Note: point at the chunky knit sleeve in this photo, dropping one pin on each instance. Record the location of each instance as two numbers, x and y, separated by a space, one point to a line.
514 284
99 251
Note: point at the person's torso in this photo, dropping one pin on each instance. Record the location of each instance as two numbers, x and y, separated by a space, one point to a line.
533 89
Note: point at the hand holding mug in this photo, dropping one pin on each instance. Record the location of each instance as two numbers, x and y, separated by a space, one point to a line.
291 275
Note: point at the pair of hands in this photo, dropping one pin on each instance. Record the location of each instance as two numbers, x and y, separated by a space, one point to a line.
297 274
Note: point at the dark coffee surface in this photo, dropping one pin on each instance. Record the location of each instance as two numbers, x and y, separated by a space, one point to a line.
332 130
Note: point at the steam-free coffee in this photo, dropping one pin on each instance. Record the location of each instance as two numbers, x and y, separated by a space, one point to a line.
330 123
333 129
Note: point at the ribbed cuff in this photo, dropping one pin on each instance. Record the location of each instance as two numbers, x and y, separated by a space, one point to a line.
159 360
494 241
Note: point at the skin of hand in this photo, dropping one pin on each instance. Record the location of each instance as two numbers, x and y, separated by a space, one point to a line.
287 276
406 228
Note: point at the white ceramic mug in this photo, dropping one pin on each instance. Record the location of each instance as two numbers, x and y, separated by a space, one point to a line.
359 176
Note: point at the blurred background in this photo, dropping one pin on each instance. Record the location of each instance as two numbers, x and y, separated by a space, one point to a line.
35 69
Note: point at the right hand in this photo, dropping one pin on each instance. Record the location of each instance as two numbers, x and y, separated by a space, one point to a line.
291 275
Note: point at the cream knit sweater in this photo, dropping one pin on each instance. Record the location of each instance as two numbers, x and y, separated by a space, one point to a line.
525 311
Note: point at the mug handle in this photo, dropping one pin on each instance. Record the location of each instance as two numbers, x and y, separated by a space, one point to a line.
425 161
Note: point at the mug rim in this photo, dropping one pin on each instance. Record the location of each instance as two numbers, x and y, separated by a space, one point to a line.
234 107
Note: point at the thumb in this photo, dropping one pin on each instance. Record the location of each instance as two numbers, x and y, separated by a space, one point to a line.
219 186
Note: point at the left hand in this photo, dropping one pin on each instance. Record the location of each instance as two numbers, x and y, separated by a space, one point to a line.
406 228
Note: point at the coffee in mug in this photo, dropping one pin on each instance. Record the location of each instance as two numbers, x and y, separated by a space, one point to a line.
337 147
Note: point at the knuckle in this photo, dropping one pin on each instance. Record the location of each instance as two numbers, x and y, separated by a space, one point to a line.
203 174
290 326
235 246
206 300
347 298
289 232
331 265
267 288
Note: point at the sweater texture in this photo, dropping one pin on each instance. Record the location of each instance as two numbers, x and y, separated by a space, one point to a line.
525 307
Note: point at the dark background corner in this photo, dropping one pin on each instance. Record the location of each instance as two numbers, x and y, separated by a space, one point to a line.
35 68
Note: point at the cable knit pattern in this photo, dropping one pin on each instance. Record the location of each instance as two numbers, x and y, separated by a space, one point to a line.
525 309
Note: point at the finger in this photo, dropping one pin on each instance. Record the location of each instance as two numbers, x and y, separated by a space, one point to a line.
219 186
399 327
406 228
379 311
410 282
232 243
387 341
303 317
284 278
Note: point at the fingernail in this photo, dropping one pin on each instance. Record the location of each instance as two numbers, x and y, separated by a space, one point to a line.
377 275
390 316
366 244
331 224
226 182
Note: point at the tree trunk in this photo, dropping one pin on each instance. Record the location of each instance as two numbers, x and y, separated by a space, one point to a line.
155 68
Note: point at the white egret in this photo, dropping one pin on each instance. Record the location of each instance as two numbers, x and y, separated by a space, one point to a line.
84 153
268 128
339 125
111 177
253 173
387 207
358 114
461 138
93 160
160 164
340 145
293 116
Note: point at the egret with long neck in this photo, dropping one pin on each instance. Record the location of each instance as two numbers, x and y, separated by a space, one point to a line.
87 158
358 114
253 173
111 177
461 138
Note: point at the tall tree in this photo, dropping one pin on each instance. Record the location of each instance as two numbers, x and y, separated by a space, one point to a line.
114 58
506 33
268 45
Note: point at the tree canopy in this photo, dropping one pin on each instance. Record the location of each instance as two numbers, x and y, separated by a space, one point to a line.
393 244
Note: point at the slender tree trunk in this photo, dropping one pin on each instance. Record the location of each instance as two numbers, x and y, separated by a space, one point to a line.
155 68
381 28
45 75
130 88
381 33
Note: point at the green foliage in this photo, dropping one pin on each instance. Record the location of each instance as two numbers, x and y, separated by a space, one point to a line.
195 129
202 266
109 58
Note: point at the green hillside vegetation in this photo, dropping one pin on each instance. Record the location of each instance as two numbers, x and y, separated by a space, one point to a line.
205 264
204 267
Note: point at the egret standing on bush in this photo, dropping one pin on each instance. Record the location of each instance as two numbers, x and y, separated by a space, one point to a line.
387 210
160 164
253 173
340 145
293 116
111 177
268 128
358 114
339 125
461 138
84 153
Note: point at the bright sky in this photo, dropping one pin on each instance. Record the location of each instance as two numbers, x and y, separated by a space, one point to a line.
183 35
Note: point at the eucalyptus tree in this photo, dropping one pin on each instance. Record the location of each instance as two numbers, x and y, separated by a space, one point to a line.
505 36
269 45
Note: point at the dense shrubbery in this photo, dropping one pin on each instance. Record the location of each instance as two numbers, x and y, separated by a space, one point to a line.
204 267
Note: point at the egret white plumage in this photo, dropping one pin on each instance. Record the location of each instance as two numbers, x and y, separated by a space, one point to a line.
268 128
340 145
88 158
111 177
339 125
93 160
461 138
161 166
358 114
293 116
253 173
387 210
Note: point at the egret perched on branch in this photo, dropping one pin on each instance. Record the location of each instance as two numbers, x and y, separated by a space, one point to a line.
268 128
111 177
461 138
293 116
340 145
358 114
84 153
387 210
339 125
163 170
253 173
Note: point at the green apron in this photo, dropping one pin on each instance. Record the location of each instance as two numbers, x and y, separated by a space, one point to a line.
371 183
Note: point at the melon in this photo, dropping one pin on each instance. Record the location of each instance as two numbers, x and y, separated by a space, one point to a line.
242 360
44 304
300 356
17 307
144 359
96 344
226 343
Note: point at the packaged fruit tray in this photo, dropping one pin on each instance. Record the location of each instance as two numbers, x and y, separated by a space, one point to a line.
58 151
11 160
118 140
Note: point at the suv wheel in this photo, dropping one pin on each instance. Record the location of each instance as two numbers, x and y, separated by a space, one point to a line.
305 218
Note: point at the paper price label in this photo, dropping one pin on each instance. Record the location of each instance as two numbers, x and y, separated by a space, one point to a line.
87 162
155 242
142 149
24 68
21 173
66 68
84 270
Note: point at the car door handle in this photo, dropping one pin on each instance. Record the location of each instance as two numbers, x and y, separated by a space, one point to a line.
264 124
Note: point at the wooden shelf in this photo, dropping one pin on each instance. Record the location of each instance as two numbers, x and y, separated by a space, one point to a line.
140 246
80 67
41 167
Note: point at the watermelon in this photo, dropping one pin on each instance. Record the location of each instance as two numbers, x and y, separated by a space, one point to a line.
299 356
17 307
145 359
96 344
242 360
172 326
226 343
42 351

----------

• WORK TO BE COMPLETED
Transcribe every record above exactly as it appears.

• RESPONSE AREA
Note: point at the chunky knit sleeve in this photo, dropping one pin on each instance. Record the location of each instance as two numbers, x and y, separated by a space, one point to a line.
514 284
99 251
Note: point at the person's torso in this photo, dropping one pin on each instance. Record the location of each instance as two numbers, x and y, separated by a space, one point to a line.
533 89
Note: point at the hand holding mug in this photo, dropping one pin on each instance. Record the location of each instance as two numbers, x and y, separated by a space, one point to a line.
291 275
Note: point at the pair of hands in this photo, dropping one pin on each instance. Record the location of each instance as two numbers, x and y, separated by a space, one point to a line.
297 274
Note: point at the dark coffee surface in this photo, dropping one pin on each instance. Record the location of each instance as two numbers, x and y, separated by a space, one point to a line.
332 130
Note: point at the steam-free coffee in this photo, dropping one pin on each instance. Record the location of each instance as two numbers, x and y, separated by a space, one point to a line.
330 123
333 129
Note: point at the ribbed cuff in this photo, dropping one pin on each instance. Record the location of each instance as two numbers, x and y, separated by a space, one point to a line.
159 360
494 241
Note: point at the skin of hand in this photo, dropping one pin on each instance. Record the location of each instance as two numbers, x and y, separated by a space, one point to a line.
287 276
406 228
Note: point at the white ceramic mug in this photo, dropping one pin on each instance. Record the location of each instance as two numbers, x and y, separated by a space, one point to a line.
359 176
Note: point at the blurred background in this photo, dropping one pin on each instance. Record the location of each instance as two numbers, x and y, separated by a space, one point to a line.
35 69
Note: point at the right hand in this photo, dropping one pin on each instance. Record the location of each instance as two numbers, x and y, separated by a space, one point to a line.
291 275
Note: point at the cream knit sweater in this photo, dropping one pin on each instance. Record the location of each instance as two numbers, x and y, separated by a space, one point to a line.
525 311
Note: point at the mug handle in this photo, dropping one pin on each instance. Record the location of each instance as two numbers, x and y, separated by a space, one point to a line.
425 161
Note: point at the mug rim in this photo, dropping one pin on each instance. Record the location of each instance as two numbers, x and y, separated by a space, one point to a line.
234 107
Note: point at the thumb in this photo, dropping one pin on each instance. Record the location of each instance as two numbers, x and y, separated by a space, one point to a line.
219 186
Note: point at the left hand in this photo, dropping one pin on each instance. Record the location of each instance as two numbers, x and y, separated by a space, one point to a line.
406 228
Note: point at the coffee in mug in this photo, dropping one pin on each instance. Record the location of each instance as two numbers, x and y, separated by a space, one point to a line.
337 147
Note: point at the knuckle in this photo, dropping one pin on each instance. Record the location of each instance as two numbers, x and y, separated by a space, one point to a line.
203 174
290 326
235 246
206 300
347 298
289 232
331 265
267 288
Note: point at the sweater texture in this photo, dropping one pin on each instance. Record the location of each instance as two numbers, x and y, separated by a space, one point to a line.
525 307
Note: point at the dark background corner in this photo, dropping one pin on each instance. Record the location of each instance as two numbers, x and y, separated by a space, one point to a line.
35 68
Note: point at the cable knit pattern in this photo, dropping one pin on each instance. Record the location of each instance as two numbers, x and y, separated by a space, one point to a line.
525 309
Note: point at the finger in this photo, dropping one pin on each instance. Record the location of each instance as two numbers, x and y, separated by a space, one point to a line.
219 186
399 327
406 228
379 311
410 282
232 243
387 341
303 317
284 278
Note: point at the fingernail in this photo, dropping one pin on each instance. Record the location of each instance as two numbers, x and y, separated by a space, one point to a line.
377 275
390 316
366 244
331 224
226 182
Note: point at the tree trunk in this photo, dropping one pin on each instance. Record the location of each instance as two numbers, x and y, separated by a space, one point to a line.
155 68
Note: point at the white egret in this photo, dropping one pin on each instance. Record the location of each instance as two numbers, x and y, separated by a space, one point to a line.
84 153
268 128
339 125
111 177
253 173
387 207
358 114
461 138
93 160
160 164
340 145
293 116
Note: point at the egret with long neck in this photo, dropping one pin on each instance. Record the location of each instance as two numbers, x and y, separated by a space, one point to a line.
87 158
358 114
253 173
111 177
461 138
Note: point at the tall tree in this photo, dropping one pin on each instance. Record the location of each instance as two numbers, x and y, separated by a space, one point to a line.
114 58
506 33
268 45
Note: point at the tree canopy in this photo, dropping one pin on each instance. Record the location of each instance as two numbers, x and y, separated by a space, one point to a line.
393 244
Note: point at the slender tree trunk in this photo, dropping one pin on each instance. Record the location of each instance as two numbers, x and y, separated by a space, one point to a line.
155 68
381 28
45 75
130 88
381 33
Note: point at the green foliage in this photo, dropping one pin on each instance. Record the location of each instance as two numbers, x and y, separated by a space, one point to a line.
195 129
202 266
109 58
Note: point at the green hillside vegetation in this photo, dropping one pin on each instance. Record the location of each instance as two numbers, x and y, separated by a space, one point to a line.
205 264
204 267
Note: point at the egret standing on bush in this photo, dropping one pin on each instance. Record the location of each instance as two numbers, x and y, separated by a space, one point to a line.
387 210
160 164
253 173
340 145
293 116
111 177
268 128
358 114
339 125
461 138
84 153
Note: point at the bright sky in this photo, dropping one pin on each instance. Record the location of each instance as two numbers, x and y, separated by a space, one point to a line.
183 35
Note: point at the eucalyptus tree in this photo, dropping one pin on each instance. Record the location of each instance as two numbers, x and y, separated by a space, one point to a line.
505 36
269 45
Note: point at the dense shrubbery in this photo, dropping one pin on each instance. Record the location of each instance as two numbers, x and y, separated by a space, one point to a line.
204 267
Note: point at the egret white plumage in this photo, dropping one pin on each instance. Record the location of each instance as two numbers, x and y, separated by a space, one point to a line.
268 128
340 145
88 158
111 177
339 125
93 160
461 138
161 166
358 114
293 116
253 173
387 210
Note: point at the egret perched on branch in this photo, dropping one pin on each instance. Record the location of each instance as two numbers, x and y, separated by a space, one point to a line.
268 128
111 177
461 138
293 116
340 145
358 114
84 153
387 210
339 125
163 170
253 173
Note: point at the green apron in this photo, dropping one pin on each instance. Record the location of each instance as two numbers, x and y, separated by a space, one point to a line.
371 183
Note: point at the melon in this photo, dropping one pin on each instance. Record the location of each instance as two numbers, x and y, separated by a space, one point to a line.
242 360
44 304
300 356
17 307
144 359
96 344
226 343
Note: point at the packaged fruit tray in this photo, dropping one pin on each instance. Record the location of each instance as two numbers, x and y, separated by a space, one point to a line.
58 151
11 160
118 140
Note: point at the suv wheel in this photo, dropping one pin on each instance. Record the location of each instance as two numbers, x and y, separated by a space, one point to a line.
305 218
Note: point at the paper price label in this photo, dropping one pin on each instance. Record the location of each instance as two numbers, x and y, separated by a space, one point to a line.
87 162
155 242
142 149
24 68
21 173
66 68
84 270
Note: point at the car door handle in this photo, dropping one pin on each instance. Record the location of each instance as two numbers, x and y, separated by a space, one point to a line.
264 124
Note: point at the wooden shelf in this photo, dropping one pin on each instance. Record the location of each instance as two numbers, x and y, separated by a space, one point to a line.
140 246
80 67
41 167
Note: point at the watermelon in this photo, dropping one pin on each instance. Record the location of each instance as two numbers, x and y, separated by a space, one point to a line.
299 356
17 307
145 359
96 344
242 360
172 326
226 343
42 351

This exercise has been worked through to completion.